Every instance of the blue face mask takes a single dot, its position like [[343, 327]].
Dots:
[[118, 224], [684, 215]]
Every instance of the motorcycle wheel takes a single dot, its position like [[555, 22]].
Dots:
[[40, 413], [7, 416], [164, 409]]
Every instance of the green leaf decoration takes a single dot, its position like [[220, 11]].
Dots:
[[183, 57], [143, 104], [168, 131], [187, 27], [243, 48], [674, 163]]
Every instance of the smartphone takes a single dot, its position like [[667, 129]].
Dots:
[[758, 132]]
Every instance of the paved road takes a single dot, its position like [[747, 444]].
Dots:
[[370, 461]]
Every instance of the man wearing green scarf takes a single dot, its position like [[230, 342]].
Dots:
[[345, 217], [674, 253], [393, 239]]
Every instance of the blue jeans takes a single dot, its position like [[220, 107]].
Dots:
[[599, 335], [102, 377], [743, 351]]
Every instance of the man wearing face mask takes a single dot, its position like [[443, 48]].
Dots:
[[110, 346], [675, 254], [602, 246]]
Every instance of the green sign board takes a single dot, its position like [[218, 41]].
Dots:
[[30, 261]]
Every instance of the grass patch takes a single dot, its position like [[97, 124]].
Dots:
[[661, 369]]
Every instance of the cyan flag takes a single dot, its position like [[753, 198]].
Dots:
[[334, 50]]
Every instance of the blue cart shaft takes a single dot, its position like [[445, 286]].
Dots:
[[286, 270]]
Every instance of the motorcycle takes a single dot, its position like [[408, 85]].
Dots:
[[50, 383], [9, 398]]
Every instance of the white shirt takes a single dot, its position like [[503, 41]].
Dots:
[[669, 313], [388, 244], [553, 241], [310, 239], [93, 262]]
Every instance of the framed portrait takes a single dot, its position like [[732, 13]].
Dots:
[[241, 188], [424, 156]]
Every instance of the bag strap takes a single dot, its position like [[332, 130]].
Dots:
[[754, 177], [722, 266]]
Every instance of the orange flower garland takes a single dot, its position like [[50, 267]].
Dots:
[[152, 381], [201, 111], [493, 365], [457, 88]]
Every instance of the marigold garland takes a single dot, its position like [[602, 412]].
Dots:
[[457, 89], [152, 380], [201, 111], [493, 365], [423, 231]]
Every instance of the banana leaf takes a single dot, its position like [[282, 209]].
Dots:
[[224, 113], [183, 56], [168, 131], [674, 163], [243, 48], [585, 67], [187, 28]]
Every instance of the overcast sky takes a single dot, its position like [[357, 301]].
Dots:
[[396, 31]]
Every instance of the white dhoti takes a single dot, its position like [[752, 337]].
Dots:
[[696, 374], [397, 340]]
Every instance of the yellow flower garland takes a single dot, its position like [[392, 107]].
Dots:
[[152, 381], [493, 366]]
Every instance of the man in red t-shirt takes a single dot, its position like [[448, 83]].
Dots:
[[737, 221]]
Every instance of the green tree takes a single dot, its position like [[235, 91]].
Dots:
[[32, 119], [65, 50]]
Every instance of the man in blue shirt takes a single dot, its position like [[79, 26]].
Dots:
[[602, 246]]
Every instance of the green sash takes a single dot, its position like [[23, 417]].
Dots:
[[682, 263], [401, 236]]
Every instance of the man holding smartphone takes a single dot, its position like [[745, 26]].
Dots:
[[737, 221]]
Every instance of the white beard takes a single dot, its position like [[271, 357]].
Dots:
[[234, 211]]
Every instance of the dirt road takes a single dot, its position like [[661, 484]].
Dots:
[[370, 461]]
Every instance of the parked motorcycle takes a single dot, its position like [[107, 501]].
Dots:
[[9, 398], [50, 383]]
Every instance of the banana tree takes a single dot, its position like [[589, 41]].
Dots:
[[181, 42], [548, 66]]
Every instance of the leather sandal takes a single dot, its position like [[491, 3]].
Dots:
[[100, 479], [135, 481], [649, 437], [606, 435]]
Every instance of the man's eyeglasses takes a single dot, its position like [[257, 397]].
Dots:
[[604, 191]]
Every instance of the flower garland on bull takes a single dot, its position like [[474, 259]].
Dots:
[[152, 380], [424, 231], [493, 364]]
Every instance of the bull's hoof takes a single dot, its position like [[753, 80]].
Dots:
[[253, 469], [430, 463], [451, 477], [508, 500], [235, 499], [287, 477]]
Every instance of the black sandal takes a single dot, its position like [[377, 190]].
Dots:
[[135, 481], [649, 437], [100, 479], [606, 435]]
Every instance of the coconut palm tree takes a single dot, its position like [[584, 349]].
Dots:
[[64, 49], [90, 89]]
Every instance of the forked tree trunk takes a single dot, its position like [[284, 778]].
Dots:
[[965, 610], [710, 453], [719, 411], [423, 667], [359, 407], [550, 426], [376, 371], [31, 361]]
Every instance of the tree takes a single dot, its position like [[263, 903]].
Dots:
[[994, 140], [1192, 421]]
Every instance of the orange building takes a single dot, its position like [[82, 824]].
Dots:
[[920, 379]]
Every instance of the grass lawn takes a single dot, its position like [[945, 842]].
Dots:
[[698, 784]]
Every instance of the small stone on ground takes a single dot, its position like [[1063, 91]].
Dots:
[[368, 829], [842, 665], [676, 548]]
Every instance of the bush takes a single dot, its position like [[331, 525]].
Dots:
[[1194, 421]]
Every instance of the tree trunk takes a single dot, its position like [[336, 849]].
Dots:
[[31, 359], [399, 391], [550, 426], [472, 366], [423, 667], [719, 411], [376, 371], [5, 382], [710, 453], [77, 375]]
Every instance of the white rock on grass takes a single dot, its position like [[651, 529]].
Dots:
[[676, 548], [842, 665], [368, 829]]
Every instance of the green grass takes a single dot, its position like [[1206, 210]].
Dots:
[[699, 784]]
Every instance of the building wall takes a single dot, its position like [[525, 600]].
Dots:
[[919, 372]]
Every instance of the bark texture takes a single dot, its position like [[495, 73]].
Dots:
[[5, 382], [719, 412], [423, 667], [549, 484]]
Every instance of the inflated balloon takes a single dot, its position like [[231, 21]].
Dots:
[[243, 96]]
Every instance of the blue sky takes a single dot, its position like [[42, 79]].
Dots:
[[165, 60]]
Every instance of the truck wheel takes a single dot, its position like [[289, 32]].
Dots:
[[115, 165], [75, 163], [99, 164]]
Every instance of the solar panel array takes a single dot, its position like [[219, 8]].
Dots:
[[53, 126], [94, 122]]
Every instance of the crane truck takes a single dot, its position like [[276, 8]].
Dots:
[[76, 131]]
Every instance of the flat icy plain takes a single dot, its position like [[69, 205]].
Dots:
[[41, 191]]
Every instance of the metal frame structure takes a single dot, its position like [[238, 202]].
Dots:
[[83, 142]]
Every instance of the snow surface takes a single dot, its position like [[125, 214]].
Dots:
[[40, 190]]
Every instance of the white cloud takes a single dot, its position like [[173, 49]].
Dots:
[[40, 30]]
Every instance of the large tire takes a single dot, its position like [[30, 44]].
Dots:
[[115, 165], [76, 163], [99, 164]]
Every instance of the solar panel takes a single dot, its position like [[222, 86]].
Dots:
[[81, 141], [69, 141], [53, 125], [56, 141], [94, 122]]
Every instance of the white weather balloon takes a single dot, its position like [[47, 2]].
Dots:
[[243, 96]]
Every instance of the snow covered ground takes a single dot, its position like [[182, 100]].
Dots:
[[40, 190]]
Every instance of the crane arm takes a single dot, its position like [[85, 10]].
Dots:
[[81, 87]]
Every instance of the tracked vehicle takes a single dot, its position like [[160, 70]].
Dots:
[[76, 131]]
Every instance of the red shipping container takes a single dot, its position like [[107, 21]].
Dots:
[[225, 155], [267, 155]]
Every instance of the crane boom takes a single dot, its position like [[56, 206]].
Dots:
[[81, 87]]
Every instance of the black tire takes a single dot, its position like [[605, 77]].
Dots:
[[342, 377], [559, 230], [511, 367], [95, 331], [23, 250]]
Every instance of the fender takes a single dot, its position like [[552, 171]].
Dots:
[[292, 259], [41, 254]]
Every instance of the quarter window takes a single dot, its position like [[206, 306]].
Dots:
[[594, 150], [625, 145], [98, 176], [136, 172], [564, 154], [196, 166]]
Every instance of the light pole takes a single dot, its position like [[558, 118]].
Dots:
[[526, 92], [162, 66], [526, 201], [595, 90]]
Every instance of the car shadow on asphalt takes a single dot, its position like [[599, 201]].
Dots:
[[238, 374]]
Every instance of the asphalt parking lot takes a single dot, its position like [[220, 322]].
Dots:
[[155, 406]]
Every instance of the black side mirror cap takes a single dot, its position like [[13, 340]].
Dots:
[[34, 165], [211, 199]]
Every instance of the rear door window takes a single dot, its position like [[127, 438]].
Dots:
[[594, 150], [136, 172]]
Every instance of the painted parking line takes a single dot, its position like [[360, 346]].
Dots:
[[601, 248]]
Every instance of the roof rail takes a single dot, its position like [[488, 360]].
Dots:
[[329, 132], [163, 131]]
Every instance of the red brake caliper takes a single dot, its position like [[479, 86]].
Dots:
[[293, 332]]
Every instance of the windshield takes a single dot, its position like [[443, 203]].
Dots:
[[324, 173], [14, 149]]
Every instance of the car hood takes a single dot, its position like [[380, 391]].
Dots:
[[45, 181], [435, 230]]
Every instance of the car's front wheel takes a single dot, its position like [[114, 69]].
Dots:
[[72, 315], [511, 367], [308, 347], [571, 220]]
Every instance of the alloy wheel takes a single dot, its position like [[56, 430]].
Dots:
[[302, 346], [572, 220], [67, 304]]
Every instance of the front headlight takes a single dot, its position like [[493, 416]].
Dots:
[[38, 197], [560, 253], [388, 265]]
====
Exactly as they stand in the records above, print the lines from the one containing "Every instance of the light" through the final line, inclusive.

Completed task →
Every instance of the light pole takes a single dot, its position like [[558, 118]].
Dots:
[[526, 92], [162, 66], [526, 201], [595, 90]]
Every instance of the car shadow on asphalt takes a single dot, its position like [[599, 201]].
Dots:
[[238, 374]]
Every instance of the asphalt parking lot takes a single dot, its position like [[220, 322]].
Dots:
[[155, 406]]
Every instance of the black side mirror cap takes a single dot, its position like [[13, 340]].
Dots:
[[34, 165], [211, 199]]
Every instance of the rear door window takes a single dot, its position like [[127, 438]].
Dots:
[[594, 150], [136, 172]]
Every instance of the painted parking line takes a single dot, its position like [[360, 346]].
Dots:
[[601, 248]]
Every instance of the roof rail takes a single dot, its position like [[488, 360]].
Dots:
[[329, 132], [163, 131]]
Every instance of the red brake caliper takes a single dot, its position like [[479, 86]].
Dots:
[[293, 332]]
Every instance of the windshield takes a single dot, its position like [[443, 203]].
Dots:
[[324, 173], [14, 149]]
Every instance of the car hood takes a single dot, its position like [[380, 391]].
Dots:
[[45, 181], [435, 230]]
Every instance of the car's front wheel takes a single dot, its position like [[114, 69]].
Dots:
[[72, 315], [511, 367], [308, 347], [571, 220]]
Every instance of the alloy wheel takes a single dot, its position like [[56, 430]].
Dots:
[[302, 346], [572, 220], [67, 304]]
Every instance of the front headlight takes a single dot, its position like [[493, 416]].
Dots:
[[38, 197], [560, 253], [388, 265]]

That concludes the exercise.